### TASK REQUIREMENTS
Every line below that contains the word "racket" must be copied.

### INPUT MATERIAL

[Start of section]

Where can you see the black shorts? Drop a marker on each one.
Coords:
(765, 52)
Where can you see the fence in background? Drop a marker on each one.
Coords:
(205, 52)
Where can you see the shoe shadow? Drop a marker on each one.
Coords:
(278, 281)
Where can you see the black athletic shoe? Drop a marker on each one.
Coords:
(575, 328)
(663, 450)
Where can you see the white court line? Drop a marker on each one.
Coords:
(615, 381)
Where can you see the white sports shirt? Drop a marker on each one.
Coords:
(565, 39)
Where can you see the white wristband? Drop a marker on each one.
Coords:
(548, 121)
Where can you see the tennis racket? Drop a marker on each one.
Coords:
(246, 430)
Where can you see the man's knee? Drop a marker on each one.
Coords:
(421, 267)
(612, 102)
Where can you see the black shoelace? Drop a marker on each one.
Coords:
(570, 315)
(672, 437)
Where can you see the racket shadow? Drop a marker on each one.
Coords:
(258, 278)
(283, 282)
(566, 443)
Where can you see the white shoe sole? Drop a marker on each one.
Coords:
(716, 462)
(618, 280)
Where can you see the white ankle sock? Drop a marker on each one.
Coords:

[End of section]

### WORKED SOLUTION
Where can you see the tennis racket? Drop a marker on each one.
Where can you see the racket shadow? Drop a marker on each one.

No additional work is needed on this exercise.